---------- Texte du document ----------

Avatar de l’utilisateur
poet77
Assistant opérateur
Messages : 2641
Inscription : 12 août 11, 13:31
Contact :

Re: Vos dernières lectures

Message par poet77 »

Image

C'est en se basant sur une annonce parue dans un journal daté du 31 décembre 1941 que Patrick Modiano a construit ce court récit. Une annonce comme il devait en paraître tant à cette époque dans le Paris de l'occupation. Des parents qui recherchent leur fille disparue, Dora Bruder. Modiano se met en quête, lui aussi, si longtemps après les événements. Qu'est-il advenu de cette adolescente de 15 ans, de famille juive, dans un temps et dans un lieu où le seul fait d'être juif était un motif de condamnation? Le peu que Modiano découvre suffit à construire ce livre - et ce livre, même s'il ne s'appuie que sur peu de faits avérés, est un document poignant.
Beck
Mytho Boy sans spoiler
Messages : 5016
Inscription : 23 févr. 07, 11:54
Localisation : alif-lam-mim

Re: Vos dernières lectures

Message par Beck »

ImageImage

Je les ai dévoré. Je pense les relire assez régulièrement car il me semble important pour moi d'y revenenir. La réflexion/l'étude liée aux épisodes de vie du prophète Muhammad me semble infiniment riche. Là je les ai lu sans trop d'effort de réflexion, pour ce qui est de comprendre certaines paraboles et autres métaphores. Je me suis surtout plongé dans l'histoire qui m'a été raconté. J'ai été touché par la sagesse débordante de certaines paroles, parfois choqué par la violence de certaines autres. Il est vrai que les moments de passages à l'acte "sanguinaires" ne manquent pas. C'est d'ailleurs plus après lecture de ces derniers que je me suis posé quelques instants pour digérer et tenter de mettre du sens.

---------- Données recueillies ----------

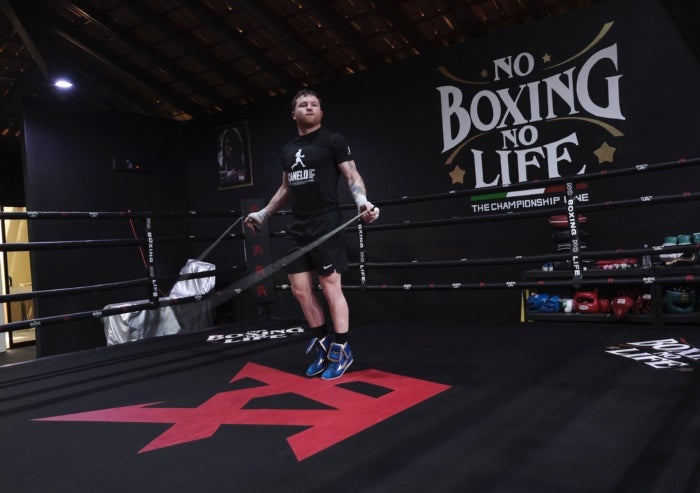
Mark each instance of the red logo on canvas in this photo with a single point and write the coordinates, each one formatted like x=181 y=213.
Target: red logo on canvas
x=349 y=413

----------

■ Consigne A:
Reprenez le passage du texte du document qui va de « Message par poet77 » jusqu'à « un document poignant. », en substituant « jeune fille » à « adolescente ».
■ Consigne B:
Poursuivez la rédaction du texte du document à partir de sa dernière phrase.

■ Résultat A:
Message par poet77 »

Image

C'est en se basant sur une annonce parue dans un journal daté du 31 décembre 1941 que Patrick Modiano a construit ce court récit. Une annonce comme il devait en paraître tant à cette époque dans le Paris de l'occupation. Des parents qui recherchent leur fille disparue, Dora Bruder. Modiano se met en quête, lui aussi, si longtemps après les événements. Qu'est-il advenu de cette jeune fille de 15 ans, de famille juive, dans un temps et dans un lieu où le seul fait d'être juif était un motif de condamnation? Le peu que Modiano découvre suffit à construire ce livre - et ce livre, même s'il ne s'appuie que sur peu de faits avérés, est un document poignant.

■ Résultat B:
C'est bien un des particularités de ce prophète, il semble qu'il est été aussi "clément" que "miséricordieux", sévère et aimant.
Pour parler un peu plus des livres, les auteurs Bahgat Elnadi et Adel Rifaat (les deux hommes écrivent sous le même pseudo -- Mahmoud Hussein) ont, pour résumer, fait un travail de recherches important, remontant les chaînes des transmissions écrites et orales concernant les épisodes de la vie du prophète Muhammad, de ses paroles et de ses actes jusqu'à parvenir à celles qui paraissent les plus authentiques. C'est donc au travers du regard de ses compagnons mais aussi de celui de ses opposants que nous ai raconté sa vie.
Le récit commence donc par une présention des coutumes/moeurs et du contexte socio-politique (emplacements des carrefours commerciaux importants, alliance de tel pays avec un autre, guerres tribales, etc) qu'était celui de l'orient avant l'arrivée de l'islam.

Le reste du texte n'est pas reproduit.